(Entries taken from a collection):
# # # # #
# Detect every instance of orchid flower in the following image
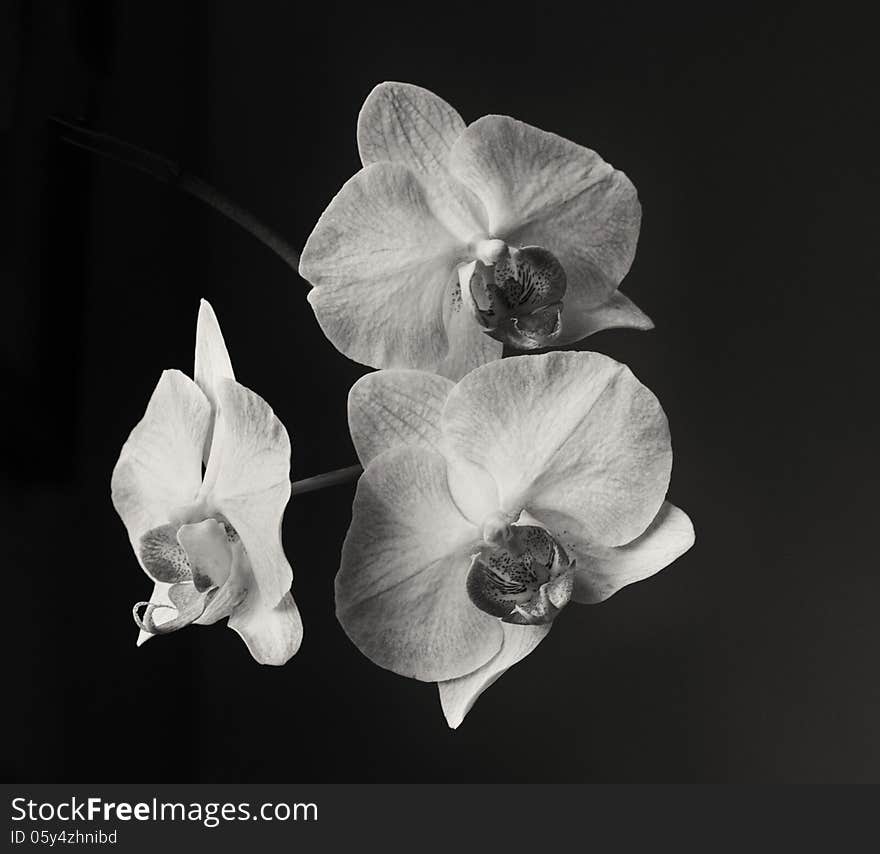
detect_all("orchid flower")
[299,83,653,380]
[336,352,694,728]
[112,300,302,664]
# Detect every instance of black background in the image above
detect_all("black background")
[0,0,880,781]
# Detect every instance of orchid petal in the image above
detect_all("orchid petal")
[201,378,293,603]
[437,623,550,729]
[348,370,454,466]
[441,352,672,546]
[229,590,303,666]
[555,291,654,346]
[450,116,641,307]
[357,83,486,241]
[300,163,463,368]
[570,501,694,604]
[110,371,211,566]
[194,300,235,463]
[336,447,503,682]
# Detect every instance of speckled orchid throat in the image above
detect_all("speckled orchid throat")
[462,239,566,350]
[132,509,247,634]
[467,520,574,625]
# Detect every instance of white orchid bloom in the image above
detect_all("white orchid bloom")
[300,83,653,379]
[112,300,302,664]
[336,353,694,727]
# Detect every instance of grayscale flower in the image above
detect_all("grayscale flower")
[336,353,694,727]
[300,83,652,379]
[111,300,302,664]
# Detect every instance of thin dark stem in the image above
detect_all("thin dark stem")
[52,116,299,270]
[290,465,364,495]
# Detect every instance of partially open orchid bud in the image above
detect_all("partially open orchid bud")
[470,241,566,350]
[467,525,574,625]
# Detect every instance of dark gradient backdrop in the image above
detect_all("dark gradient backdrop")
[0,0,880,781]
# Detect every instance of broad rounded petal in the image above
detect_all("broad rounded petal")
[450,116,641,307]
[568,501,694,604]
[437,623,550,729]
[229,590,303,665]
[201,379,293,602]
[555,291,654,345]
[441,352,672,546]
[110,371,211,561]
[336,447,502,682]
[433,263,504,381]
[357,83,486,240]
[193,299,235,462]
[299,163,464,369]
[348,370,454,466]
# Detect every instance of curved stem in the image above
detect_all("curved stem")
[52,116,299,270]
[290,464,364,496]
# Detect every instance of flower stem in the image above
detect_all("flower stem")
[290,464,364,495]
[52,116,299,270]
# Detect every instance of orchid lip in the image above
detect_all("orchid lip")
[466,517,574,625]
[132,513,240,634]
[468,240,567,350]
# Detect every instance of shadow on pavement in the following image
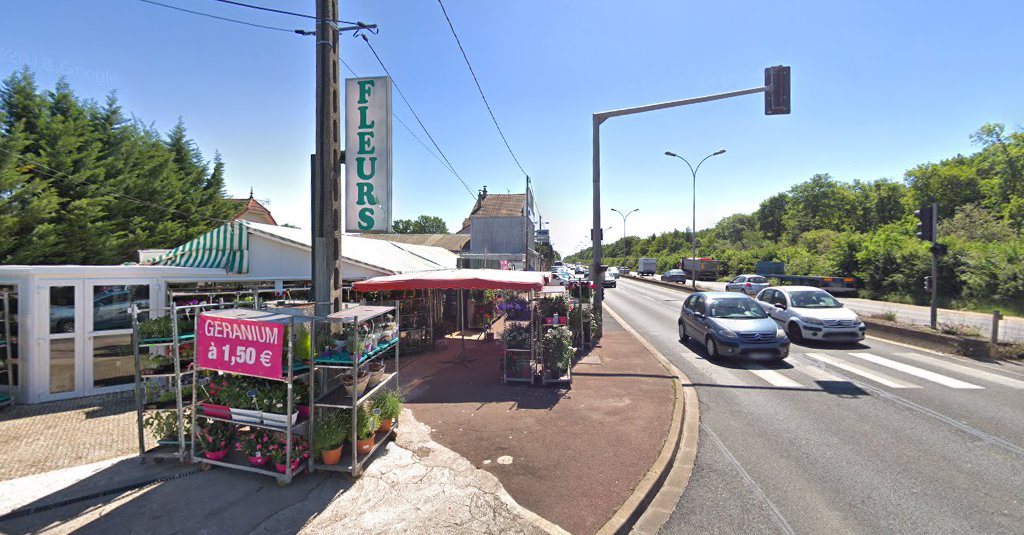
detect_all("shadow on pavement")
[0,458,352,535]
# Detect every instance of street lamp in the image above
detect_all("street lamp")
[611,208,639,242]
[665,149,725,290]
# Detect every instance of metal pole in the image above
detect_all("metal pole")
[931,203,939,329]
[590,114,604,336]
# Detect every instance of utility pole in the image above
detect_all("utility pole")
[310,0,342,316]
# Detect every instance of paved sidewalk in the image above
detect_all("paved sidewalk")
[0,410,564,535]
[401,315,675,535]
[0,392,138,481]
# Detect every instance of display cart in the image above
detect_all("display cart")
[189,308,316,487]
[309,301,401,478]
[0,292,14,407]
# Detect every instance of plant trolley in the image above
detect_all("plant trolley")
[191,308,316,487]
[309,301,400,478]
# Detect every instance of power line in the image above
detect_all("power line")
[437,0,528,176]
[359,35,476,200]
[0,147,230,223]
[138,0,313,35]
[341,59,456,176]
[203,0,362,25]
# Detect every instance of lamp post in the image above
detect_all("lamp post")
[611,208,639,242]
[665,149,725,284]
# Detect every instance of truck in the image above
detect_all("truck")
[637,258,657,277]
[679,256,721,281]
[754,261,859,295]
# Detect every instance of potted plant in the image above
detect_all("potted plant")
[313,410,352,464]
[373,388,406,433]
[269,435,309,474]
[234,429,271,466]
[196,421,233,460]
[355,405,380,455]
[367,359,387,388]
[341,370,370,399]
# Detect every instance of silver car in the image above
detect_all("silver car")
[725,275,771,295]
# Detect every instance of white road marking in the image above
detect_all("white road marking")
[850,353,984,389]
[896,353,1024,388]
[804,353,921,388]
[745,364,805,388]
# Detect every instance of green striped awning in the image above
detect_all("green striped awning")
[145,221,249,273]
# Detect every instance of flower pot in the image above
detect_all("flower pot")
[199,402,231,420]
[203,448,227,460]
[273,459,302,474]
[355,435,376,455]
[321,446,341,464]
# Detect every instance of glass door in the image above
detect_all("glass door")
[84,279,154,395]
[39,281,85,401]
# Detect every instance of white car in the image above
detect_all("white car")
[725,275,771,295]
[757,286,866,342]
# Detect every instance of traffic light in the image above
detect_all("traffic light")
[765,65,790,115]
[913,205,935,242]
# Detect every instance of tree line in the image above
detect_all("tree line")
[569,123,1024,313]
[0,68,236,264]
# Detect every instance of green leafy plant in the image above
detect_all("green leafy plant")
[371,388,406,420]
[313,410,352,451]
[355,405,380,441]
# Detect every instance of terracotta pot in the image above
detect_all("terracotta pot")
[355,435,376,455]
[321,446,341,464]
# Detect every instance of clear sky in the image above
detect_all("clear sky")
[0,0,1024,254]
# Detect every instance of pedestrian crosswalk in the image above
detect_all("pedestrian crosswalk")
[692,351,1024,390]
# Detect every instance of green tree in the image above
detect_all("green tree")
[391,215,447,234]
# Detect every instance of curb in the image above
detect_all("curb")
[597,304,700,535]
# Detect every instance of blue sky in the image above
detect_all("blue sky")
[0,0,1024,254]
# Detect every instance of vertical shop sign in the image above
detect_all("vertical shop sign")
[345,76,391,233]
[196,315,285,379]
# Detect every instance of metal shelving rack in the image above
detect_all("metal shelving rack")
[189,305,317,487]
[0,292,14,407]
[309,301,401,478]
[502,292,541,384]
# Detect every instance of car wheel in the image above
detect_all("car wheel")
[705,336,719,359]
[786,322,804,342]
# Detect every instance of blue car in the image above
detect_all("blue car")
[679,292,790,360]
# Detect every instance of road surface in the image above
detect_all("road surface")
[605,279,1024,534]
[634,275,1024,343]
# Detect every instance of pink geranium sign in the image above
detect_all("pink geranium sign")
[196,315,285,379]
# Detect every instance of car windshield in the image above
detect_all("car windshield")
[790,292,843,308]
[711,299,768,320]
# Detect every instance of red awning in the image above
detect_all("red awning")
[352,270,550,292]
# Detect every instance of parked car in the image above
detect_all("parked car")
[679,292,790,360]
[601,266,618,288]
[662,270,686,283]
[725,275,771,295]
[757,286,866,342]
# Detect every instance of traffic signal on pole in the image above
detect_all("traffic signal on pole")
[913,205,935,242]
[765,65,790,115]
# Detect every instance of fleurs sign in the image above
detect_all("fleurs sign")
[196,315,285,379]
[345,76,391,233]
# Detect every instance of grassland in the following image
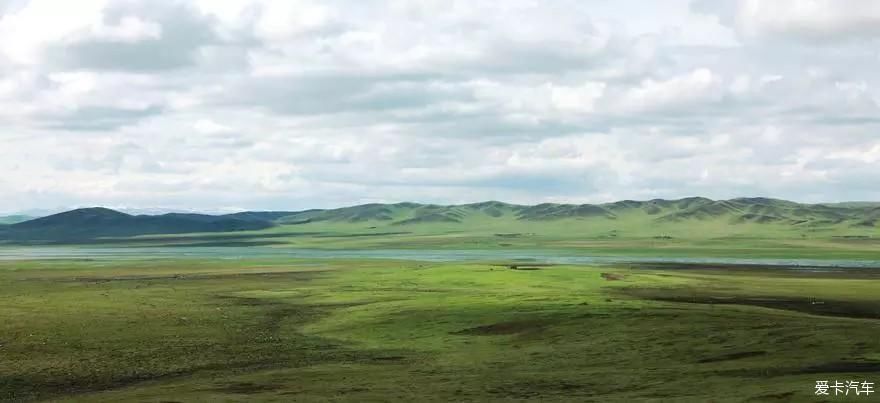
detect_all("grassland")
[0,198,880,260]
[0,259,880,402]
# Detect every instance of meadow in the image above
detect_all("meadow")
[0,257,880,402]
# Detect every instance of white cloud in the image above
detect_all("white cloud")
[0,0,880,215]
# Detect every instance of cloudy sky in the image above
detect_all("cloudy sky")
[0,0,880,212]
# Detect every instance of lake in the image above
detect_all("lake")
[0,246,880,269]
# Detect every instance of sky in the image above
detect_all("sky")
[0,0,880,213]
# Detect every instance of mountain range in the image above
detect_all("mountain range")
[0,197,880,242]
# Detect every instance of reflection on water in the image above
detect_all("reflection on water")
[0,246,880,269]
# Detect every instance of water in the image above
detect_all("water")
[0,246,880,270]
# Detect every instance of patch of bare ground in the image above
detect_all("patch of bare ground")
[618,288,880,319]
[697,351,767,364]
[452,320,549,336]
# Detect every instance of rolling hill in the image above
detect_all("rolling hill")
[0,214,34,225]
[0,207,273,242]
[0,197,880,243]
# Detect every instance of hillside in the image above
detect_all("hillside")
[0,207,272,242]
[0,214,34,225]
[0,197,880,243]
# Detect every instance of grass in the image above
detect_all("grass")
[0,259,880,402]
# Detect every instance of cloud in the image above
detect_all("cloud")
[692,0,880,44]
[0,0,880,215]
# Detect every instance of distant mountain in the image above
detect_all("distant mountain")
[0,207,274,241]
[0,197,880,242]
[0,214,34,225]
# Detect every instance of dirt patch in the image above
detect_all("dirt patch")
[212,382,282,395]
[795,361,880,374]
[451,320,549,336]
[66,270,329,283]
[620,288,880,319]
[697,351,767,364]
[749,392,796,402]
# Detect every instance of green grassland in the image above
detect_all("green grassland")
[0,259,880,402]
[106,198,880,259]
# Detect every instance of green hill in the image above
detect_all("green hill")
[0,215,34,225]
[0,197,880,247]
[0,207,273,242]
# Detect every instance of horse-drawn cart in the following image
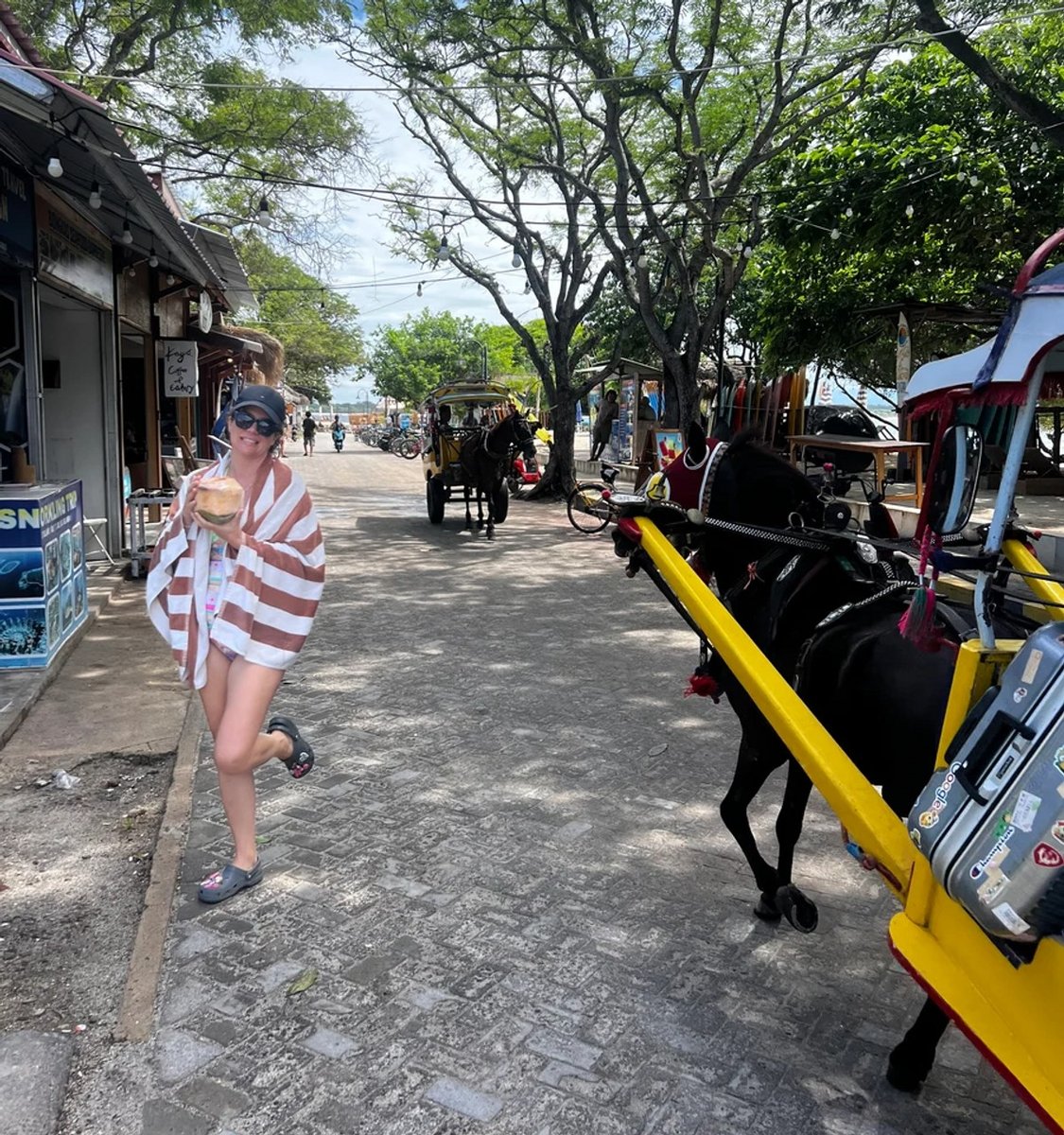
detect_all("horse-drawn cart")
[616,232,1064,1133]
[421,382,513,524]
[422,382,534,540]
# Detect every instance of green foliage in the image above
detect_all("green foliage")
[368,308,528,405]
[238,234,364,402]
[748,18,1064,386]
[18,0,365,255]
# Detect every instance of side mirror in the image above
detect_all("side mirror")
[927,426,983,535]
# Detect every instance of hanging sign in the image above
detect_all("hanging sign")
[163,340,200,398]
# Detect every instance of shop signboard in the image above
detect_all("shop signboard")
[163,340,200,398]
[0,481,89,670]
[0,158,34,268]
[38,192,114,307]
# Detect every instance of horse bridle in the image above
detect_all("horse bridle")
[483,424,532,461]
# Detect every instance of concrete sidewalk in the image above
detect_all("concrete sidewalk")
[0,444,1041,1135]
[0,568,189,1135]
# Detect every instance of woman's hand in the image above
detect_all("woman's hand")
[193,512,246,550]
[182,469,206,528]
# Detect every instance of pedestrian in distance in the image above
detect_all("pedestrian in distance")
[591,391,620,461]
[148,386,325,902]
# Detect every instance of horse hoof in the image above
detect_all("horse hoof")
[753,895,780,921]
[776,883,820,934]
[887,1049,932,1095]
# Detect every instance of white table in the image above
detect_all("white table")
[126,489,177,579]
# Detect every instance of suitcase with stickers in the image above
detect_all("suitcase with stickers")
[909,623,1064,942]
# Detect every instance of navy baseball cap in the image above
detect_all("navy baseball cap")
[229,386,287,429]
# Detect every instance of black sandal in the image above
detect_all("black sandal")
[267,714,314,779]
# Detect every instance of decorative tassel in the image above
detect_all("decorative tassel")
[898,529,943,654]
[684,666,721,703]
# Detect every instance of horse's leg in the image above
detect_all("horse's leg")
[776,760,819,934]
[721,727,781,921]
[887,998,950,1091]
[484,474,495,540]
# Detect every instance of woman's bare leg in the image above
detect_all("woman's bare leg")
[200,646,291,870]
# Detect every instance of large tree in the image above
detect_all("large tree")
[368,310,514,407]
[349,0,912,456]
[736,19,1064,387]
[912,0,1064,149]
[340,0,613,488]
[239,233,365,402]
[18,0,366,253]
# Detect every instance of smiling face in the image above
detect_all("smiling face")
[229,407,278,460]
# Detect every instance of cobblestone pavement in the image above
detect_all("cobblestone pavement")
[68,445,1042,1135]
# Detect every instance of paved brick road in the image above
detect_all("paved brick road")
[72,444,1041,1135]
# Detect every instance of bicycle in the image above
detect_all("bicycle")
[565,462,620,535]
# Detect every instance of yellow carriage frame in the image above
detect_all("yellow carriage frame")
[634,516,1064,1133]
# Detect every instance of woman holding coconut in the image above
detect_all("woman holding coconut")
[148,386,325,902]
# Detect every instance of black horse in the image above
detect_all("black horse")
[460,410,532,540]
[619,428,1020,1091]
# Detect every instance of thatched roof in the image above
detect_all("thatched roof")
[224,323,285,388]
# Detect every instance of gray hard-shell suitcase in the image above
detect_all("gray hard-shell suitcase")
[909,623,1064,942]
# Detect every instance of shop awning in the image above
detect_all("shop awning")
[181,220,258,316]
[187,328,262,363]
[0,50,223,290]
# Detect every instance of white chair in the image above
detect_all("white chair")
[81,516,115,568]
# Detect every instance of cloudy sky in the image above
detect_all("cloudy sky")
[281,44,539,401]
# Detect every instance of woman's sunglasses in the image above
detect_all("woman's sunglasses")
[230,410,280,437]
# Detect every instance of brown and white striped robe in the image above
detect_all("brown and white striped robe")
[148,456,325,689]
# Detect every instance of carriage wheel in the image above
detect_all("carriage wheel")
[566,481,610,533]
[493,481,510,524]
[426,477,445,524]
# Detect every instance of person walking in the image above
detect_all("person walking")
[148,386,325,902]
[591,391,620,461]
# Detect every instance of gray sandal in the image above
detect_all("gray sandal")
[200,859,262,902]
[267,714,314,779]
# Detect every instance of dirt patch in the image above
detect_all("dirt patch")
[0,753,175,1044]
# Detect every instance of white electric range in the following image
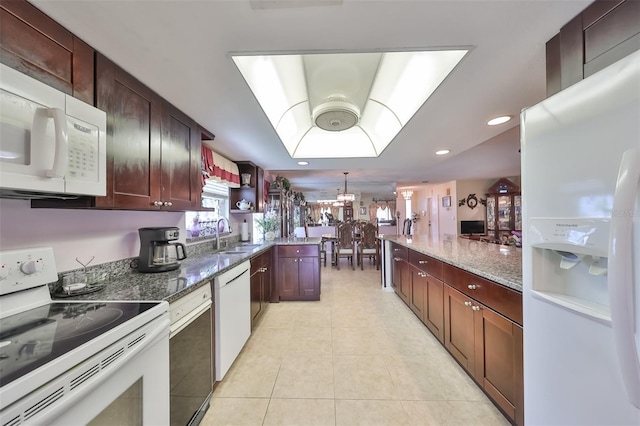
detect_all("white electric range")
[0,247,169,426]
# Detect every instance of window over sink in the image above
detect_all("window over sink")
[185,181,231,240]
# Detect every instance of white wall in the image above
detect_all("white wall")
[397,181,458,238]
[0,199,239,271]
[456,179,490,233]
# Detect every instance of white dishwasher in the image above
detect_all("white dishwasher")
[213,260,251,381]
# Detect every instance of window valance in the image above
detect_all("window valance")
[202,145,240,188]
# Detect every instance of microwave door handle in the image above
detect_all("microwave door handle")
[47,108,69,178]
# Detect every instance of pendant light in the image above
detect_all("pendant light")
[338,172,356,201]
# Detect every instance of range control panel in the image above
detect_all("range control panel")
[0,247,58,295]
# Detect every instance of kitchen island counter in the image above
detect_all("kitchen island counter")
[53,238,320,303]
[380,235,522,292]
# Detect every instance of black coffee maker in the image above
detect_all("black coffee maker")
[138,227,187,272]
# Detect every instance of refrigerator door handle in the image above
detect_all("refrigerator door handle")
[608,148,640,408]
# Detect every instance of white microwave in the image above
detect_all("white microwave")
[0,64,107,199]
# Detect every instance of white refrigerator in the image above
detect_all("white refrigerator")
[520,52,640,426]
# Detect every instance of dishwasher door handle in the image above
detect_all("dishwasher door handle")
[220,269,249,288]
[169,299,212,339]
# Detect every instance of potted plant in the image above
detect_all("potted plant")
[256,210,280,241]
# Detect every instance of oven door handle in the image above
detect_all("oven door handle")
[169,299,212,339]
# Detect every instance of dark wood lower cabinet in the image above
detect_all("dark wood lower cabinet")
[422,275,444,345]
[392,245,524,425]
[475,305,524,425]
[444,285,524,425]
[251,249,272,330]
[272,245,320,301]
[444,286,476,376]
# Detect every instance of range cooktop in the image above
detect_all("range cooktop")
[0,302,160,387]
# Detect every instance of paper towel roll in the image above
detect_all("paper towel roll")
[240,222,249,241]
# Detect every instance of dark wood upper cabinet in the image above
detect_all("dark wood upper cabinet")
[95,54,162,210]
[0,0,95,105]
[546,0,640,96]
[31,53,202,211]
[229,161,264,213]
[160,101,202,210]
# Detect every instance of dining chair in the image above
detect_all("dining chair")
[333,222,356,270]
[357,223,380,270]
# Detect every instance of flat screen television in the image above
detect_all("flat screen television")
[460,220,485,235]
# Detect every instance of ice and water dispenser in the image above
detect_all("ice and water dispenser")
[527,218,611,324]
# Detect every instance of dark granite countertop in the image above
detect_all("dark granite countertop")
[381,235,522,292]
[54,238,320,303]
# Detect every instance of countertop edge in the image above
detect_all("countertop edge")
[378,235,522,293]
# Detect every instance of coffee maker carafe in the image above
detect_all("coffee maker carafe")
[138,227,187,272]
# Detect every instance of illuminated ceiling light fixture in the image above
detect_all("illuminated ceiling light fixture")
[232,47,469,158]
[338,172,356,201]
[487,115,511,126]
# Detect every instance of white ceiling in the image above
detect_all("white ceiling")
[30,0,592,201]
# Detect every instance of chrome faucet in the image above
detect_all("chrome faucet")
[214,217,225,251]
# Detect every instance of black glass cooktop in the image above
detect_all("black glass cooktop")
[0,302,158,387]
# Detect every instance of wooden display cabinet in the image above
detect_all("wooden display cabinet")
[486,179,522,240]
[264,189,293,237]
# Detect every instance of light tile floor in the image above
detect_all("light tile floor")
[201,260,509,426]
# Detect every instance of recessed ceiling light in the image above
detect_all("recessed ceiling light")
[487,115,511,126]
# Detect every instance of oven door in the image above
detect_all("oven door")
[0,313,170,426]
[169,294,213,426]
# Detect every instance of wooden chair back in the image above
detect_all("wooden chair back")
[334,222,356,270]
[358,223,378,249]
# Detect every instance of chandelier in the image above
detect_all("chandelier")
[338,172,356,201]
# # # # #
(Stated problem): Rewrite the material from its start through the line with "[0,458,352,535]", replacing "thin dark stem" with "slender dark stem" and changing nothing else. Omit the pictures from your answer.

(Response to the exercise):
# Detect every instance of orchid flower in the following image
detect_all("orchid flower")
[299,83,653,380]
[336,352,694,728]
[112,300,302,664]
# Detect every instance of black background in the image above
detect_all("black background")
[0,0,880,781]
# Detect every instance of orchid petal in the image above
detect_all("orchid petal")
[201,378,293,603]
[437,623,550,729]
[348,370,454,466]
[441,352,672,546]
[229,590,303,666]
[555,291,654,346]
[450,116,641,307]
[357,83,486,241]
[300,163,463,368]
[570,501,694,604]
[110,371,211,566]
[194,300,235,463]
[336,447,503,682]
# Detect every instance of speckled orchid throat in the image above
detect_all("speckled orchid throat")
[462,239,566,350]
[132,509,247,634]
[467,520,574,625]
# Detect every instance of white orchid bloom in the image above
detect_all("white orchid bloom")
[300,83,653,379]
[112,300,302,664]
[336,353,694,727]
# Detect every instance of grayscale flower in the image above
detect_all("grayscale flower")
[336,353,694,727]
[300,83,652,379]
[111,300,302,664]
# Detect every instance of slender dark stem in the image above
detect_all("slender dark stem")
[52,116,299,270]
[290,465,364,495]
# Detect every instance of partially open orchid bud in the image above
detect_all("partially open orchid bud")
[470,241,566,350]
[467,525,574,625]
# Detect every instance of dark gradient backdrop in the image above
detect_all("dark gradient backdrop")
[0,0,880,781]
# Detect every instance of broad rounded petal in the image above
detect_all("broad rounded petal")
[450,116,641,307]
[568,501,694,604]
[437,623,550,729]
[229,590,303,665]
[201,379,293,602]
[555,291,654,345]
[441,352,672,546]
[110,371,211,561]
[336,447,502,682]
[433,263,504,381]
[357,83,486,240]
[193,299,235,462]
[299,163,464,369]
[348,370,454,466]
# Detect every instance of curved stem in the image above
detect_all("curved stem")
[52,116,299,270]
[290,464,364,496]
# Detect every instance of flower stem in the image above
detect_all("flower stem")
[290,464,364,495]
[52,116,299,270]
# Detect every instance of orchid lip in the image above
detect_all("orchid lip")
[466,517,574,625]
[132,513,240,634]
[468,240,567,350]
# Detect every instance of shadow on pavement in the following image
detect_all("shadow on pavement")
[0,458,352,535]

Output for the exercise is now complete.